Фрагмент документа:
——

Том 4. Москва - Ополье. 1967-1982гг.

Раздел 1. Москва и Подмосковье

Предисловие

Я уже описывал, как самопроизвольно с осени 1966 года мы стали фотографировать московские храмы и другие старые здания, чтобы следующей весной cделать длинный трехчастный диафильм. С него все и началось.

Нам с Лилей повезло в жизни на любовь к старым зданиям, на это удивительное ощущение, что можно ходить по старинному городу и знакомиться с его архитектурными долгожителями так же, как с одушевленными существами. Нам повезло на открытие для себя бессмертия душ предков в старых зданиях и даже какой-то беседы с ними - через книги и вглядывание, а иногда догадки почти на грани с мистикой (хотя какая мистика может быть у атеистов?).

——

Строки набора данных о расположении объектов:
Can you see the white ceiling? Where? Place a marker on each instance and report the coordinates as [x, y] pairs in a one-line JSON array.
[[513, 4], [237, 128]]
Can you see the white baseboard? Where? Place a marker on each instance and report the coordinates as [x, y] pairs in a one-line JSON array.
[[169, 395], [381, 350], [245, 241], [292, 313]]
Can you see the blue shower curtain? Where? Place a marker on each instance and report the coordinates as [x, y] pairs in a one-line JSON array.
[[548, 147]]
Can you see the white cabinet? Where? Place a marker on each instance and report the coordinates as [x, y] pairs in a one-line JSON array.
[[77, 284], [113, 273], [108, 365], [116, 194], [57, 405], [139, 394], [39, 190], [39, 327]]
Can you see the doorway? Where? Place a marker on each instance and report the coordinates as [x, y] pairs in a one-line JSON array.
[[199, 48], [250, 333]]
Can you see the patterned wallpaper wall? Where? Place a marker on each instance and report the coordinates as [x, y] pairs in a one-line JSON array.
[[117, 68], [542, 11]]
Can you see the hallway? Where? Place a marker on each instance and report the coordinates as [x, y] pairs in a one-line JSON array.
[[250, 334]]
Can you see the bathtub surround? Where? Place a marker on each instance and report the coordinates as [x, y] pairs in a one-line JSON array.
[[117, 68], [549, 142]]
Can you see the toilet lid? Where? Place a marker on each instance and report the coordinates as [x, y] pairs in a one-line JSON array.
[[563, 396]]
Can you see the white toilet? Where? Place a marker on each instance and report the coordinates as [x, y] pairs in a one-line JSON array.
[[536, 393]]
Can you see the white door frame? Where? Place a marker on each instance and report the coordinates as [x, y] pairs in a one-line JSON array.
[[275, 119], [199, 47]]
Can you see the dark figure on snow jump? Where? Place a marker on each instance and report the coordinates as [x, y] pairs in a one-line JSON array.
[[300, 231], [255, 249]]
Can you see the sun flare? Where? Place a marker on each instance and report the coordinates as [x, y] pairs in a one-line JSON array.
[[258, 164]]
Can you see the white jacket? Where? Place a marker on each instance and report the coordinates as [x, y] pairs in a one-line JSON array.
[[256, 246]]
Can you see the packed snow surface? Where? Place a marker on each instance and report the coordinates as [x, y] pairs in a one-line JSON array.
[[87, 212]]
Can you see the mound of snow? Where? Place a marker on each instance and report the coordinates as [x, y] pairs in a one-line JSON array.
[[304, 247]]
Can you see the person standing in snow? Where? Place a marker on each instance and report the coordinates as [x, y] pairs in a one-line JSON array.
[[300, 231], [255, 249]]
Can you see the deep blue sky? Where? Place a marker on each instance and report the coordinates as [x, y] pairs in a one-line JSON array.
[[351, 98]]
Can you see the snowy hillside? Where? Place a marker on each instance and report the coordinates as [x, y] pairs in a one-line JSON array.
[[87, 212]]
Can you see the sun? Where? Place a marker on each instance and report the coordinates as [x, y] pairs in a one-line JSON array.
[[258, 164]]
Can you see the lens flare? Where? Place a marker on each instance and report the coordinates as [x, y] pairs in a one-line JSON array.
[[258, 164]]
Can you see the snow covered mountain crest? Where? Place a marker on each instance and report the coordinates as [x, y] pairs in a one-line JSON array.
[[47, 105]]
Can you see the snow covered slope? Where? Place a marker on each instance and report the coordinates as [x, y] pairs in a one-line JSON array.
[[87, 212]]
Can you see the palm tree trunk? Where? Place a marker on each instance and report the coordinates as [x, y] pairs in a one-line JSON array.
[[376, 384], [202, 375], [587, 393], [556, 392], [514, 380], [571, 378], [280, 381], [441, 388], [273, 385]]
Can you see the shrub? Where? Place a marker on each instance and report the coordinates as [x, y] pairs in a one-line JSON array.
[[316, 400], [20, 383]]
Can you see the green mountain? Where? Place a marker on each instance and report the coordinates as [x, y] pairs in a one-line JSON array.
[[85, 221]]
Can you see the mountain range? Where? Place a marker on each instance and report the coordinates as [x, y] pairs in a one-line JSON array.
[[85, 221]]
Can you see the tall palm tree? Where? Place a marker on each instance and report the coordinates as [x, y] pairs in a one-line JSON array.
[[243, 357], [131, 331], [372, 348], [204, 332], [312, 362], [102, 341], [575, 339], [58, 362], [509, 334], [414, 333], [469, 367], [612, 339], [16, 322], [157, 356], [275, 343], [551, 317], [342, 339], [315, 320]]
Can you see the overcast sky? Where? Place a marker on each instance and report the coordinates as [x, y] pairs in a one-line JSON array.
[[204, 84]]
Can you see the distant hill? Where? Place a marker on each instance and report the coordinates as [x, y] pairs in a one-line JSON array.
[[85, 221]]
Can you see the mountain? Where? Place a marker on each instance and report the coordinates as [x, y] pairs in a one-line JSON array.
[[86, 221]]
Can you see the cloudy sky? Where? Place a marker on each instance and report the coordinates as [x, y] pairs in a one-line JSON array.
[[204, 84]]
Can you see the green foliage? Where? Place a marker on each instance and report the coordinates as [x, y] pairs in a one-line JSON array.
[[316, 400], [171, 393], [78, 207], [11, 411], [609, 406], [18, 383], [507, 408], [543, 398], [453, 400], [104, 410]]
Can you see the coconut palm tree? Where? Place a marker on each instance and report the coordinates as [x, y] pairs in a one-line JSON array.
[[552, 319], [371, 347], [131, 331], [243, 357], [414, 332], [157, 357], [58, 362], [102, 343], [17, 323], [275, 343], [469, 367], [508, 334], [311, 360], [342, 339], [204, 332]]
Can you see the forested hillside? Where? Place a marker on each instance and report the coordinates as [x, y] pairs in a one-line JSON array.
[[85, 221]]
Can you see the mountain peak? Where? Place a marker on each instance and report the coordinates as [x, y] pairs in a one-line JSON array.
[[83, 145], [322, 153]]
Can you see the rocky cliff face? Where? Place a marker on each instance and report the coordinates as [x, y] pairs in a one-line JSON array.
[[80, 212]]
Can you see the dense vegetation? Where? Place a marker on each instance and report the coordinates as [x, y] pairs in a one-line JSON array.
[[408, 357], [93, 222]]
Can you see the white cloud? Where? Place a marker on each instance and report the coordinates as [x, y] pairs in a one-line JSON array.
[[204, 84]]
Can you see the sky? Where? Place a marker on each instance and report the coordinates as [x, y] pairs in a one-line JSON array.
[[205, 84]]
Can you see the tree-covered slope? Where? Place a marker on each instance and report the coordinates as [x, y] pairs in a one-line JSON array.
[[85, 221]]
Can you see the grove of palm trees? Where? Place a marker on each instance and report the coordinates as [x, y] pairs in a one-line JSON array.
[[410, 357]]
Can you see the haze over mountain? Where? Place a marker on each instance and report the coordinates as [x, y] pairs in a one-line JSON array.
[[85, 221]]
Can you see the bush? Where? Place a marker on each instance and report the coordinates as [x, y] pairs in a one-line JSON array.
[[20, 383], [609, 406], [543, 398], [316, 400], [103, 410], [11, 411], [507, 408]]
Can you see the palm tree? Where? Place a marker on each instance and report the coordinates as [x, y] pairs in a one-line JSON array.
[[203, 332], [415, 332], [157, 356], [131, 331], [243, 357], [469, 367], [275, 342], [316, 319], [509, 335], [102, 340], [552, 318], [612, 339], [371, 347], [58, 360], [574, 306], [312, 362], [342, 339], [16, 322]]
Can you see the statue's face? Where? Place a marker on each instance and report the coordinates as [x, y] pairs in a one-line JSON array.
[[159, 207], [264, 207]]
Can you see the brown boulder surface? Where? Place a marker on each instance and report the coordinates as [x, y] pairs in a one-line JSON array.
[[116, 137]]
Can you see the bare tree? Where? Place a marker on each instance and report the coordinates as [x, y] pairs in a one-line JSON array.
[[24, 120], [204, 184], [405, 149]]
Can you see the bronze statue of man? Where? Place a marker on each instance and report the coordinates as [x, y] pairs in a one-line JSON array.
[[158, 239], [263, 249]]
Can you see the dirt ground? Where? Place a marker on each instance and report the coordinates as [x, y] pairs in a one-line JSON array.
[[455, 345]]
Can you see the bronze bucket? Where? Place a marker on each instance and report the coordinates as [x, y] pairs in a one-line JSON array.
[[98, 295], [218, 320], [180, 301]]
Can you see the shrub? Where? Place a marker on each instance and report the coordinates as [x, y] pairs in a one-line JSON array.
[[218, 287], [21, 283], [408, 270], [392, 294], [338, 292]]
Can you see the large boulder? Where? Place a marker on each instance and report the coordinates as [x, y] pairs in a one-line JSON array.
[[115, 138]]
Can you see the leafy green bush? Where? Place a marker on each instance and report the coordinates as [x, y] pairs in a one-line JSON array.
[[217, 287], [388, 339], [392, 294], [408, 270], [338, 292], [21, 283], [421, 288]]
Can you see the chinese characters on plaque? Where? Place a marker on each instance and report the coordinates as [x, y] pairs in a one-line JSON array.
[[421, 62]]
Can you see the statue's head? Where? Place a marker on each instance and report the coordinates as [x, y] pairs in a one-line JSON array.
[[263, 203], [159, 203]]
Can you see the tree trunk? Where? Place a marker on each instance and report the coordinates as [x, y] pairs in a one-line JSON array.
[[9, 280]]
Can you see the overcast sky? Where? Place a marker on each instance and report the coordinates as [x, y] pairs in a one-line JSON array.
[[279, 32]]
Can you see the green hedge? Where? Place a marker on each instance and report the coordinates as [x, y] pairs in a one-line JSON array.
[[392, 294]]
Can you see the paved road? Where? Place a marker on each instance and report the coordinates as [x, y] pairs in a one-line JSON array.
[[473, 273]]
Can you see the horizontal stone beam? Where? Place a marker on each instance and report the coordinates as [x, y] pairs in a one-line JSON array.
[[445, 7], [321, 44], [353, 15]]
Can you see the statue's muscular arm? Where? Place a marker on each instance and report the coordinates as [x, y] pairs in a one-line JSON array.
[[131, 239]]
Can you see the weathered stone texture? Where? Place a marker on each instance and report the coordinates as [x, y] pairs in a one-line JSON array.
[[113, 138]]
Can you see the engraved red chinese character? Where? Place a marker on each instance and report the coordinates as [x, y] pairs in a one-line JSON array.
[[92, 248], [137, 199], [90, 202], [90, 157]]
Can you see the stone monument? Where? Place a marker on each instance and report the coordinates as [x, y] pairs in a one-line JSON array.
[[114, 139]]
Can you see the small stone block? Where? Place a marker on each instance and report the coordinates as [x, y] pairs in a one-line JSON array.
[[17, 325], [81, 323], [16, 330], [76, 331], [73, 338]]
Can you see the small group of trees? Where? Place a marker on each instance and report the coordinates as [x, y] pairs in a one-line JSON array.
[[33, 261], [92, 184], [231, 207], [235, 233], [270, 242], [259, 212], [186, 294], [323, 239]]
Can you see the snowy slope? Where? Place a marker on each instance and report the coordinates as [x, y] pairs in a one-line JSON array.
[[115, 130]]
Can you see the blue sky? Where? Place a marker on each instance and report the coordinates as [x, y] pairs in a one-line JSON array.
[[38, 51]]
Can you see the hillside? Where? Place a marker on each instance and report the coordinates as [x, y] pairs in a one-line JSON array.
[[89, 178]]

——

Что сделать:
**1.** С какого времени, согласно предисловию, авторы начали фотографировать московские храмы и другие старые здания?
**2.** Перечислите все строки списка, в которых встречается слово "bush".

Выполненное задание:
**1.** С осени 1966 года.

**2.**
Can you see the bush? Where? Place a marker on each instance and report the coordinates as [x, y] pairs in a one-line JSON array.
Can you see the leafy green bush? Where? Place a marker on each instance and report the coordinates as [x, y] pairs in a one-line JSON array.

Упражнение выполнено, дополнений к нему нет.